* _SUPPLIED DATA_
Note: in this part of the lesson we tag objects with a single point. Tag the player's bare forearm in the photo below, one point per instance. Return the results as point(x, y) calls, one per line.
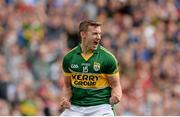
point(66, 94)
point(116, 92)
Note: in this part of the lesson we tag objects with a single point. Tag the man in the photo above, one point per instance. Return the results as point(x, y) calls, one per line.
point(92, 84)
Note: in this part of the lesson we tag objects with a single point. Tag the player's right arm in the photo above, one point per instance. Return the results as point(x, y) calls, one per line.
point(66, 92)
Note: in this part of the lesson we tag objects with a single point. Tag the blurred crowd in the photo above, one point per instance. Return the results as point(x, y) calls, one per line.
point(144, 35)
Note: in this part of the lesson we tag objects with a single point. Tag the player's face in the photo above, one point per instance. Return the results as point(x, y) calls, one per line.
point(93, 37)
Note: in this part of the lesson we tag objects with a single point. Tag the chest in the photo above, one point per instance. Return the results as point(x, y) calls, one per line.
point(94, 64)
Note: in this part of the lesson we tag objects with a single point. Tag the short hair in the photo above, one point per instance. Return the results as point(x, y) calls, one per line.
point(83, 26)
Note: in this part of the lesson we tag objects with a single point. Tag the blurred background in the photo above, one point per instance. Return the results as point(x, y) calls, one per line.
point(144, 35)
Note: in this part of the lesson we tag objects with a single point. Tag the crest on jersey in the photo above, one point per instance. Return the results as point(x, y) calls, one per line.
point(96, 66)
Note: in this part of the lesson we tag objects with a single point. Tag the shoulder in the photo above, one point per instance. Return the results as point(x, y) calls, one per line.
point(107, 54)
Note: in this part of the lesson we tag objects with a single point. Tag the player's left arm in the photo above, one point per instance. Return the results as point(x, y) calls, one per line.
point(116, 92)
point(113, 77)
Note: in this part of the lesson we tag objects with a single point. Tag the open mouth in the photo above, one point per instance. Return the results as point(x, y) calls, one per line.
point(95, 43)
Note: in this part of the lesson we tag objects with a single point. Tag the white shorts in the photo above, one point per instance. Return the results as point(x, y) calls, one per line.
point(99, 110)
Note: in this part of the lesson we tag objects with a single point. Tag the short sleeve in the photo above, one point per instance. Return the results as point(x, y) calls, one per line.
point(65, 65)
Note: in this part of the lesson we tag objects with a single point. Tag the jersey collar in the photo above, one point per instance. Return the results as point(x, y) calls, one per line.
point(79, 50)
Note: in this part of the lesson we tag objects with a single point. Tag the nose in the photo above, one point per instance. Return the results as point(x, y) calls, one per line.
point(98, 36)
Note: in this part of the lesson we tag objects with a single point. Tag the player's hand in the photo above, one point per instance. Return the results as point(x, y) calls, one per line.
point(114, 100)
point(64, 104)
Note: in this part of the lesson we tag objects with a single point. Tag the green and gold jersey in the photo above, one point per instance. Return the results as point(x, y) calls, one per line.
point(89, 76)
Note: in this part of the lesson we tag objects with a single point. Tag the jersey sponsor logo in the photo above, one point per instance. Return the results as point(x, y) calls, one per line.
point(85, 69)
point(84, 80)
point(74, 66)
point(96, 66)
point(88, 80)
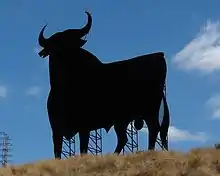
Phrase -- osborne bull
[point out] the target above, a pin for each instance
(87, 94)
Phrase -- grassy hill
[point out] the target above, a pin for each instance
(198, 162)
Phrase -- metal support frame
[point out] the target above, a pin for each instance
(132, 144)
(5, 147)
(94, 147)
(95, 142)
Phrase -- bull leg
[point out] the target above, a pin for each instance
(121, 132)
(165, 125)
(153, 129)
(57, 143)
(84, 141)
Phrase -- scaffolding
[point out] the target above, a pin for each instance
(94, 147)
(69, 147)
(6, 148)
(132, 144)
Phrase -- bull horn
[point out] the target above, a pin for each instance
(41, 39)
(85, 30)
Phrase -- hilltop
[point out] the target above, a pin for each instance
(197, 162)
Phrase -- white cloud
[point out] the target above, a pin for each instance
(203, 52)
(176, 135)
(3, 91)
(33, 91)
(214, 104)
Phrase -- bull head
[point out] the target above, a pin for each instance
(67, 38)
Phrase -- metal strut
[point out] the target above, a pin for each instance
(94, 146)
(69, 147)
(132, 144)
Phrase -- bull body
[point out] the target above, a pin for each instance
(87, 94)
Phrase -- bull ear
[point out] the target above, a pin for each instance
(82, 42)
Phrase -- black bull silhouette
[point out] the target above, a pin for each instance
(86, 94)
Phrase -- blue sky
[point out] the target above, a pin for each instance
(187, 31)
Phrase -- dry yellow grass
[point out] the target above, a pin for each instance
(198, 162)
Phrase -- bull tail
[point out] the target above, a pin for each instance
(165, 124)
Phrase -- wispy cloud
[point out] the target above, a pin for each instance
(176, 135)
(33, 91)
(3, 91)
(203, 52)
(214, 104)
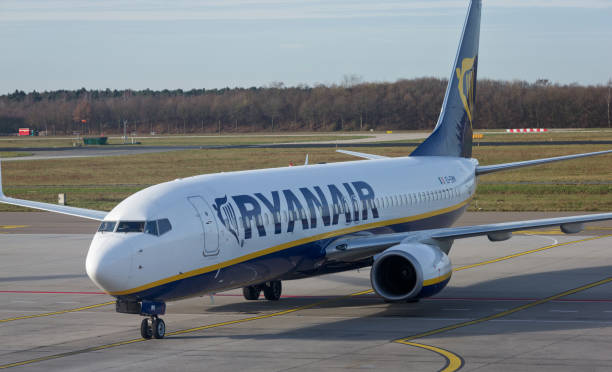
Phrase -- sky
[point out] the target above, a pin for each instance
(139, 44)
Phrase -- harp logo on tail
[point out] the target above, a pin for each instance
(466, 76)
(227, 216)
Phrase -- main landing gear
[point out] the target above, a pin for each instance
(272, 291)
(154, 327)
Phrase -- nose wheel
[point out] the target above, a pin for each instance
(152, 328)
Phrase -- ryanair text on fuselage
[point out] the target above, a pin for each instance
(354, 200)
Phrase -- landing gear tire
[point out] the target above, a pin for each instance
(251, 292)
(273, 290)
(145, 329)
(158, 327)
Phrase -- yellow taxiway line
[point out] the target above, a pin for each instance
(454, 362)
(56, 312)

* _WHAT YOU ARE ASKED TO DO_
Could you repeat, exactly, only the lines above starting at the one that has "Phrase -- white cloud" and stopping after the one that has "Phrase -- ryanair text on fuselage", without the pictures?

* _COMPLETED EXERCISE_
Phrase -- white cloud
[point out] the target above, a pin for each instance
(203, 52)
(176, 135)
(3, 91)
(33, 91)
(214, 104)
Phrase -- bull head
[point out] the target above, a pin for each instance
(67, 38)
Phrase -- metal strut
[point out] the target above, a pin for each instance
(94, 146)
(69, 147)
(132, 144)
Phrase -- bull body
[point out] the target above, a pin for each instance
(87, 94)
Phrase -- bull ear
[point out] the target above, a pin for each instance
(82, 42)
Phrase -- black bull silhouette
[point out] the target above, a pin for each instance
(86, 94)
Phrase -- blue sky
[point out] the target above, a pin for each instance
(187, 31)
Phrase -- dry yellow grass
[point out] the target above, a pin for each instance
(198, 162)
Phrase -- bull tail
[point out] the target above, a pin for each instance
(165, 124)
Phrase -- wispy cloud
[point out] the target above, a pin for each instance
(176, 135)
(33, 91)
(3, 91)
(203, 52)
(214, 104)
Phrase -- sky
[point out] the target above, a pin for each instance
(139, 44)
Phrase -- harp logo on tail
[point out] the target above, a pin for each instance
(466, 76)
(227, 216)
Phrase -- main landing gear
[point out] the target above, a pin for each instance
(272, 291)
(154, 327)
Phrase -- nose wheel
[point out] the target above, a pin for each instance
(152, 328)
Phrase -- ryanair text on fuselage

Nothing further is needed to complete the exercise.